Try it:
Go through the records below line by line. Count the lines with "Task" and give the count alone.

Dataset items
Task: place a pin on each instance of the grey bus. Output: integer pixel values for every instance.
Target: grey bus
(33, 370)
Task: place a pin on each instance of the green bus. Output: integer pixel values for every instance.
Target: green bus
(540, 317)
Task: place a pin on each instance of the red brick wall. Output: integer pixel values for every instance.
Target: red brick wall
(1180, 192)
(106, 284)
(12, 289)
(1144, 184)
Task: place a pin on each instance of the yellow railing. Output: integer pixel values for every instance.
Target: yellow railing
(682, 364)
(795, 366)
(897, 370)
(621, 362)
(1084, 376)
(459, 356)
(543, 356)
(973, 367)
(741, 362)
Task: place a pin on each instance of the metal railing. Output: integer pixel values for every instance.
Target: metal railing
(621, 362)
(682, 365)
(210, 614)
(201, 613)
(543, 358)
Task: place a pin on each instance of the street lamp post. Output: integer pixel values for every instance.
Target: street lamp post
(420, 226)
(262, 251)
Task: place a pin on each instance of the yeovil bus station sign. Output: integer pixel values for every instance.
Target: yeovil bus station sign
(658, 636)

Answer to this problem:
7